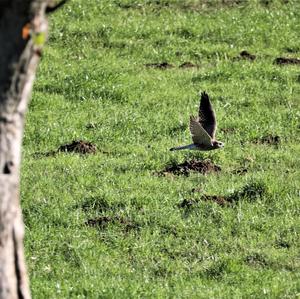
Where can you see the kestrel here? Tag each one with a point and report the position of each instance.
(203, 128)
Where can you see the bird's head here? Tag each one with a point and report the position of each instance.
(218, 144)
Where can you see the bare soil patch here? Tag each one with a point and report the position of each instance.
(187, 65)
(162, 65)
(79, 146)
(286, 60)
(203, 167)
(268, 139)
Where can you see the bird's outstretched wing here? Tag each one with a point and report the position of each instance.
(199, 135)
(207, 117)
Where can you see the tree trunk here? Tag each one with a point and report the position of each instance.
(23, 28)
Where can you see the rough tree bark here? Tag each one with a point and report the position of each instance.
(23, 29)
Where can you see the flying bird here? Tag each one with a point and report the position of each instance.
(203, 128)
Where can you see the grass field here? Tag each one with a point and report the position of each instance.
(113, 224)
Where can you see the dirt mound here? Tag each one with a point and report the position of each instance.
(228, 130)
(250, 192)
(285, 60)
(246, 55)
(187, 65)
(203, 167)
(268, 139)
(79, 146)
(162, 65)
(104, 221)
(240, 171)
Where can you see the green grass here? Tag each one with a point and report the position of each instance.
(92, 84)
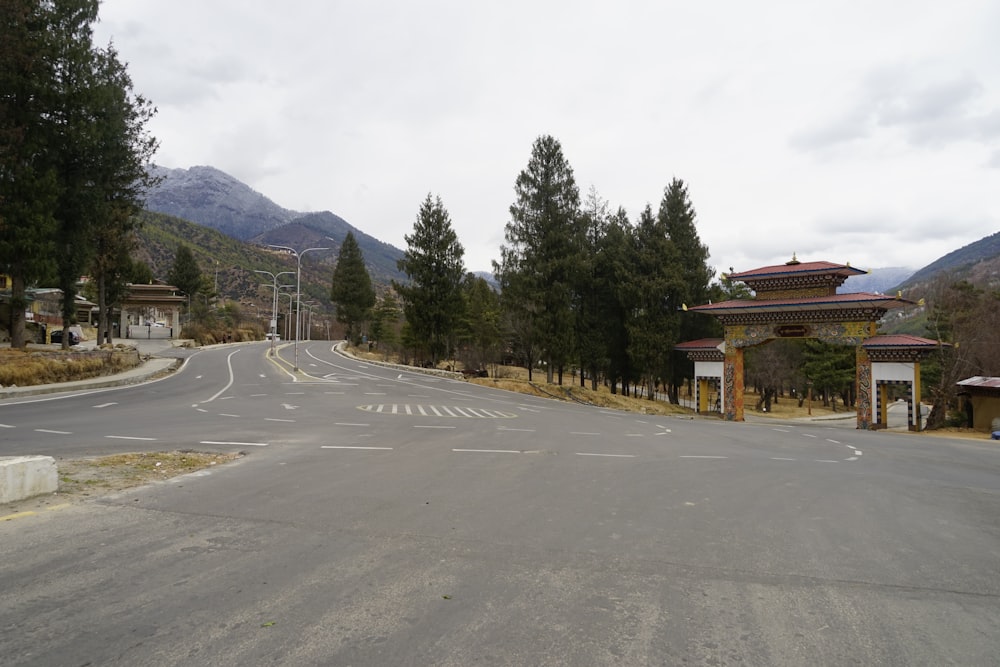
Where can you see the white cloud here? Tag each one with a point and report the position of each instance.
(797, 127)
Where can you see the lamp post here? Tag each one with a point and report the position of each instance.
(298, 289)
(274, 302)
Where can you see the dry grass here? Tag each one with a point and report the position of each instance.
(22, 368)
(106, 474)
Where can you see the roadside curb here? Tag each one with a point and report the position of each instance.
(147, 370)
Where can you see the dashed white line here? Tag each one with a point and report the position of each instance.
(355, 447)
(489, 451)
(239, 444)
(607, 456)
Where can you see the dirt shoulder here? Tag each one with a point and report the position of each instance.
(85, 478)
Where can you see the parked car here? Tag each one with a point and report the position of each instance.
(57, 337)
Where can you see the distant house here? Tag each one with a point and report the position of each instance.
(982, 401)
(152, 311)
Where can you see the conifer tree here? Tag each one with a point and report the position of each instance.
(352, 290)
(432, 299)
(538, 270)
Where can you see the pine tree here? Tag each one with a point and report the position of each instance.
(540, 260)
(432, 299)
(185, 274)
(352, 290)
(28, 183)
(677, 216)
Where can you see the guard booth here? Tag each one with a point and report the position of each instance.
(800, 300)
(151, 311)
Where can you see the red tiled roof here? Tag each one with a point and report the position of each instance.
(986, 382)
(700, 344)
(900, 340)
(797, 268)
(833, 301)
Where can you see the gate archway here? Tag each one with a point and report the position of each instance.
(800, 300)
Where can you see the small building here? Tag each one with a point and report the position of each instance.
(982, 401)
(152, 311)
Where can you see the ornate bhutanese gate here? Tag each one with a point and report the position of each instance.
(800, 300)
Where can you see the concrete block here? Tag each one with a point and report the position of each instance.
(25, 476)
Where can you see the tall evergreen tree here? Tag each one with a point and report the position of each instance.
(653, 301)
(352, 290)
(538, 270)
(677, 217)
(121, 172)
(185, 274)
(432, 299)
(28, 178)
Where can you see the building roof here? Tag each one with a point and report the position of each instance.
(700, 344)
(829, 302)
(901, 340)
(797, 268)
(981, 382)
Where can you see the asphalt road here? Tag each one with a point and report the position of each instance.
(392, 518)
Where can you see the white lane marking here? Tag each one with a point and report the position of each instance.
(354, 447)
(220, 442)
(608, 456)
(229, 364)
(489, 451)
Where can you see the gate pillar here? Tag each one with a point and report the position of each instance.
(732, 383)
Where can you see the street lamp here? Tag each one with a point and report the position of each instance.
(274, 302)
(298, 289)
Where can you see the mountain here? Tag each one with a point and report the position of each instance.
(978, 262)
(876, 281)
(214, 199)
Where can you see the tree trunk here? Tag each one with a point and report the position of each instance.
(18, 303)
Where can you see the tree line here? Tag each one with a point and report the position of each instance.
(74, 157)
(581, 287)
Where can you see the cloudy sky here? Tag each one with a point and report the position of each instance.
(855, 131)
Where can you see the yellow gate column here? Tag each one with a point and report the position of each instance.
(732, 383)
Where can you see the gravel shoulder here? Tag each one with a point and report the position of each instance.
(85, 478)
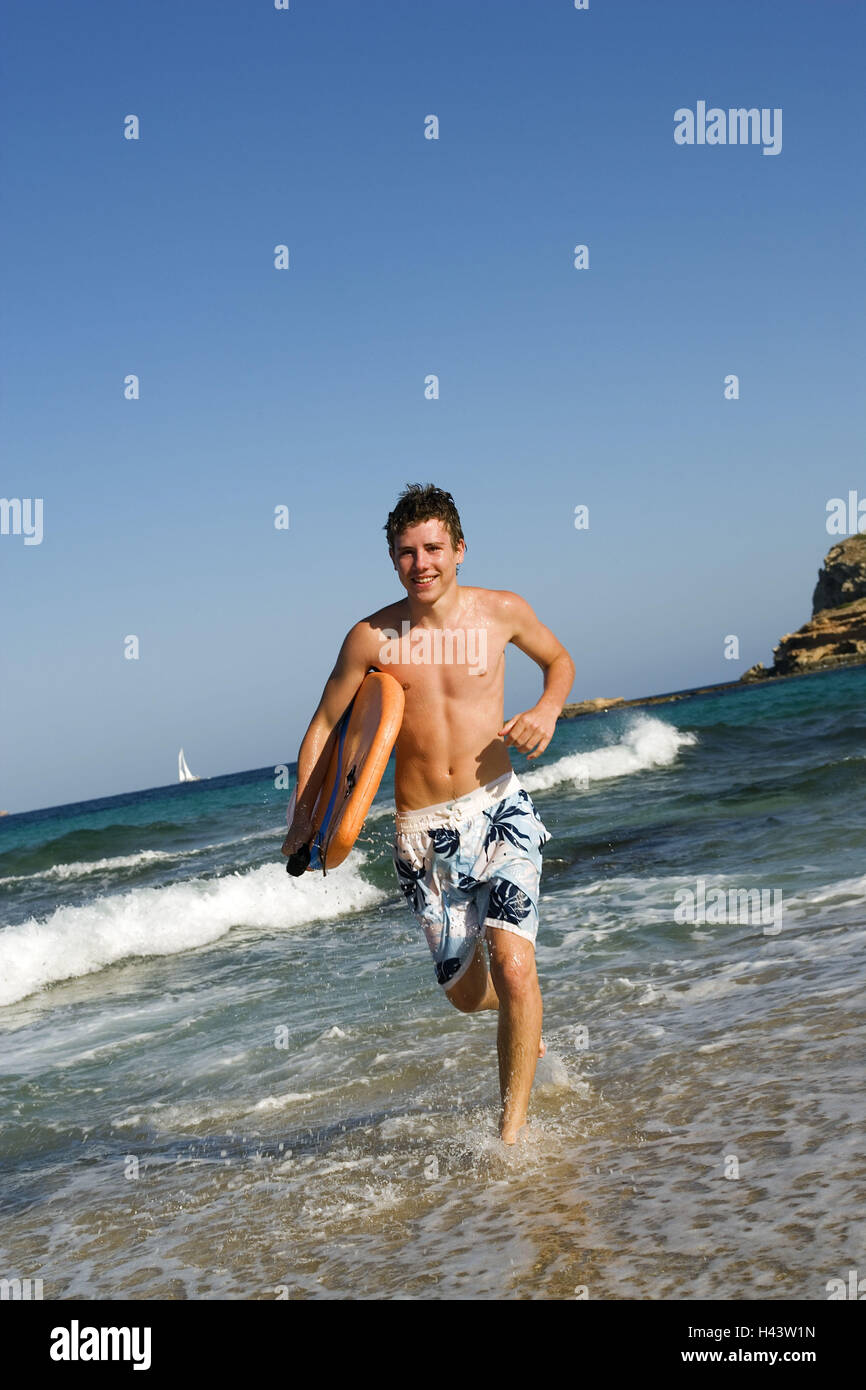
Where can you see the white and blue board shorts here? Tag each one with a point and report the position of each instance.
(469, 865)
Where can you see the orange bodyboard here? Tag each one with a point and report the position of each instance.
(366, 737)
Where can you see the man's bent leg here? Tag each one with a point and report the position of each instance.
(474, 990)
(520, 1014)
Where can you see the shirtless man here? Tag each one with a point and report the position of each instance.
(467, 845)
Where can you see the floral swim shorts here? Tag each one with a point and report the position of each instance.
(469, 865)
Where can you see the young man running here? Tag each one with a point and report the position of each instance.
(467, 845)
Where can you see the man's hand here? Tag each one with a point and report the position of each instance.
(300, 833)
(531, 731)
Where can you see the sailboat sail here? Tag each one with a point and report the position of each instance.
(184, 773)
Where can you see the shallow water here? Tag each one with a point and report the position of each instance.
(218, 1082)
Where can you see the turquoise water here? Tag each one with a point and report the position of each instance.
(221, 1082)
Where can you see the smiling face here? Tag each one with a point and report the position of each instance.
(426, 560)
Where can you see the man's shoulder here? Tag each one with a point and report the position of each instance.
(496, 602)
(374, 623)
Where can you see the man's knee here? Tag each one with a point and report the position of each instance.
(466, 994)
(513, 965)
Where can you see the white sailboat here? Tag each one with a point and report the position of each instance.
(184, 773)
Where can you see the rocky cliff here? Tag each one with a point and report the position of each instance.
(836, 633)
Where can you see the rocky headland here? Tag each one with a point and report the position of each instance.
(834, 635)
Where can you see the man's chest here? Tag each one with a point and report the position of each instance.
(455, 663)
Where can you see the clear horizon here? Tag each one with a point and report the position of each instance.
(410, 257)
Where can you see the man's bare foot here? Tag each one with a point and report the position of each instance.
(509, 1133)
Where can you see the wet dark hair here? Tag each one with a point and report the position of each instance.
(423, 503)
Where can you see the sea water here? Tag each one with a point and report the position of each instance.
(221, 1082)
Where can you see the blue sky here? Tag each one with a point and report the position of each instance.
(407, 257)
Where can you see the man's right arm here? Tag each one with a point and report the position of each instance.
(314, 755)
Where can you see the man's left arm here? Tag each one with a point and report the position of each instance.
(533, 730)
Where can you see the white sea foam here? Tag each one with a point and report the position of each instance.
(647, 742)
(154, 922)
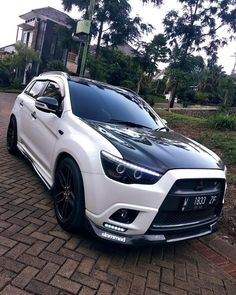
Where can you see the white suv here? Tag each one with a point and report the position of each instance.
(113, 165)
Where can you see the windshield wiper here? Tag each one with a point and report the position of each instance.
(163, 128)
(128, 123)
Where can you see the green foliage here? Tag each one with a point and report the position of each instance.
(115, 14)
(213, 139)
(153, 99)
(223, 140)
(128, 84)
(112, 66)
(56, 65)
(195, 28)
(174, 118)
(222, 121)
(201, 98)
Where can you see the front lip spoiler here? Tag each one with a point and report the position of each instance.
(139, 240)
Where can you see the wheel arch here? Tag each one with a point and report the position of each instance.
(61, 157)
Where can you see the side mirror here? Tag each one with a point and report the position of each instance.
(164, 121)
(47, 104)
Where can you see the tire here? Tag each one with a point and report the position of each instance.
(68, 196)
(12, 136)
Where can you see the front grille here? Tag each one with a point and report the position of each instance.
(171, 215)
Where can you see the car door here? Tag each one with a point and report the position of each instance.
(44, 133)
(27, 113)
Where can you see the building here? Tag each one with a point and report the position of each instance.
(40, 32)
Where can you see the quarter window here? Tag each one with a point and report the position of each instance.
(36, 90)
(53, 90)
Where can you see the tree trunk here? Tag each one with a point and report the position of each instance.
(172, 96)
(99, 39)
(139, 83)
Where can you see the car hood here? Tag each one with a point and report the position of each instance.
(158, 150)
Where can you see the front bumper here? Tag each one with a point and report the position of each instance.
(145, 239)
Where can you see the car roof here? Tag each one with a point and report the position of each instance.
(85, 81)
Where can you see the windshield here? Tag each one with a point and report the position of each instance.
(106, 104)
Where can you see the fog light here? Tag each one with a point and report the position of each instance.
(114, 227)
(124, 215)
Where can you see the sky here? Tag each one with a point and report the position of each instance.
(11, 9)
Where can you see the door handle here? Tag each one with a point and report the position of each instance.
(34, 115)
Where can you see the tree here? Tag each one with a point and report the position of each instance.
(183, 79)
(156, 2)
(147, 56)
(196, 27)
(113, 67)
(219, 87)
(111, 21)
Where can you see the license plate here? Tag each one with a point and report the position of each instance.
(199, 202)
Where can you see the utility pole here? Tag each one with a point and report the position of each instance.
(86, 45)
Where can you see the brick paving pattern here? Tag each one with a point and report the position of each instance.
(38, 257)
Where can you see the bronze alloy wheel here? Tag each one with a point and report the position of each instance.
(68, 195)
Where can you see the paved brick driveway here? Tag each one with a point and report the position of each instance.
(38, 257)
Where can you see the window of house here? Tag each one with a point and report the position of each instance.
(53, 45)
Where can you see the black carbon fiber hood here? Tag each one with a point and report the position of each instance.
(159, 151)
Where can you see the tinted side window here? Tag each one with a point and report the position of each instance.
(36, 90)
(53, 90)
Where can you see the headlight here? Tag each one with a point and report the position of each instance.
(126, 172)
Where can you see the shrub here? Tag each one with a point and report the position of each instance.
(222, 121)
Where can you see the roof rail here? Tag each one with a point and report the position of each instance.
(67, 76)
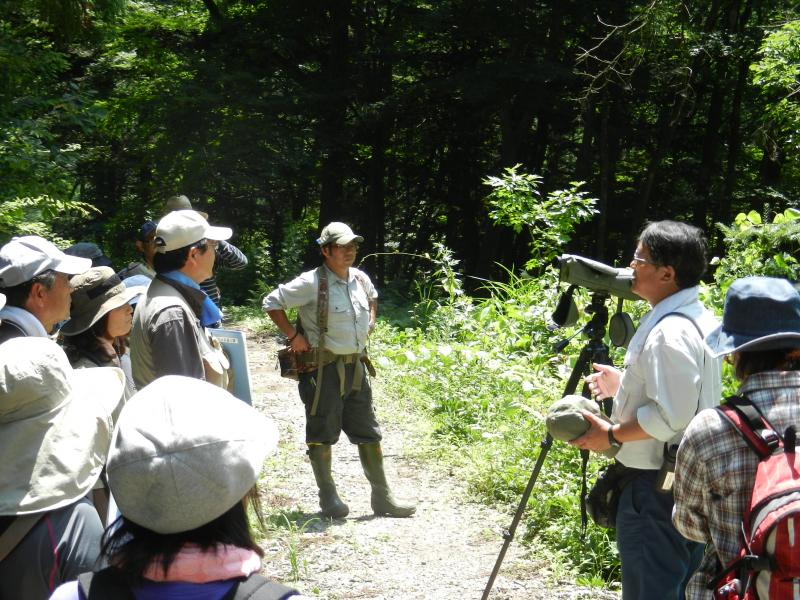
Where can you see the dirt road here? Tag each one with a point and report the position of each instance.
(445, 551)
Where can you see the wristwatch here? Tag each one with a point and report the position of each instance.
(611, 439)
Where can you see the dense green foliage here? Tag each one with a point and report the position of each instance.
(485, 371)
(279, 116)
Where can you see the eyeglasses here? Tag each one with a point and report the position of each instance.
(643, 261)
(350, 246)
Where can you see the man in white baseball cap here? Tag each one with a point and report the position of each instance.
(34, 277)
(169, 335)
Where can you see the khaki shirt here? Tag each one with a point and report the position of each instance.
(348, 308)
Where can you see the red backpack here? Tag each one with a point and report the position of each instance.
(768, 566)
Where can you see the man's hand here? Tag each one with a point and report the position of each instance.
(604, 383)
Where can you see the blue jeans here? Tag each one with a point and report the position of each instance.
(657, 561)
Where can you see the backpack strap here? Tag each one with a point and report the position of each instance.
(15, 531)
(257, 587)
(108, 584)
(322, 323)
(751, 425)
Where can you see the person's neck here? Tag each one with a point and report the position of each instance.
(340, 273)
(191, 274)
(48, 325)
(663, 295)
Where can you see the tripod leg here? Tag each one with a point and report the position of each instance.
(572, 383)
(508, 535)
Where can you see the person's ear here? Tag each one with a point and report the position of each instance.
(668, 274)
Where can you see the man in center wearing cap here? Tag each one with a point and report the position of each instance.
(34, 277)
(169, 335)
(337, 393)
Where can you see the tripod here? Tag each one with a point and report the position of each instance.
(595, 351)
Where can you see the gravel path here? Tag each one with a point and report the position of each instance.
(447, 550)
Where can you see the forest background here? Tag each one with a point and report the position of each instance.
(451, 135)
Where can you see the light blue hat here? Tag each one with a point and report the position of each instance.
(761, 313)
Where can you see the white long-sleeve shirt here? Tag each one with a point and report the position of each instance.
(667, 384)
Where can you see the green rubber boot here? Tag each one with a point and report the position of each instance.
(383, 503)
(329, 502)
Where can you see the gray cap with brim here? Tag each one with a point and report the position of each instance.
(565, 421)
(23, 258)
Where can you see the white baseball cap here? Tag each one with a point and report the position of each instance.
(23, 258)
(182, 228)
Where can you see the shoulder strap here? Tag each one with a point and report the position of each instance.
(322, 305)
(750, 424)
(322, 323)
(107, 584)
(257, 587)
(685, 316)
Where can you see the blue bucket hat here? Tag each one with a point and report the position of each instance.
(761, 313)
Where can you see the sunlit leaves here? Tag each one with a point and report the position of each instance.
(548, 221)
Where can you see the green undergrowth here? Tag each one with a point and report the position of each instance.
(484, 372)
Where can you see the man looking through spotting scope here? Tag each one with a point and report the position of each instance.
(336, 391)
(667, 379)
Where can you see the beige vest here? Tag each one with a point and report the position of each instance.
(161, 296)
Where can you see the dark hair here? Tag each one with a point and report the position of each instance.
(677, 245)
(750, 363)
(87, 343)
(174, 260)
(17, 295)
(132, 548)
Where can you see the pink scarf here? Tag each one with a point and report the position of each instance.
(193, 565)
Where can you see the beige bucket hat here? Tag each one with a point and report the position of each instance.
(95, 293)
(184, 453)
(55, 425)
(338, 233)
(181, 228)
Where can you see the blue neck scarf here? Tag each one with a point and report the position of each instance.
(209, 312)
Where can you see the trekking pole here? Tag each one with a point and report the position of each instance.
(594, 351)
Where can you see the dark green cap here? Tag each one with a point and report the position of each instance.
(565, 421)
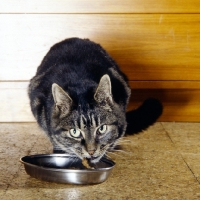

------------------------------------------------------------------------

* _GIVEN REQUEST_: Report every line of the records above that contains the word "neck", treating uppercase and lowercase as different.

* _SOLUTION BELOW_:
Where can you see the person's neck here? Tag each one with a point and report the position of each instance.
Where can you see the blue neck scarf here? Tag each one with a point and report the position of each instance.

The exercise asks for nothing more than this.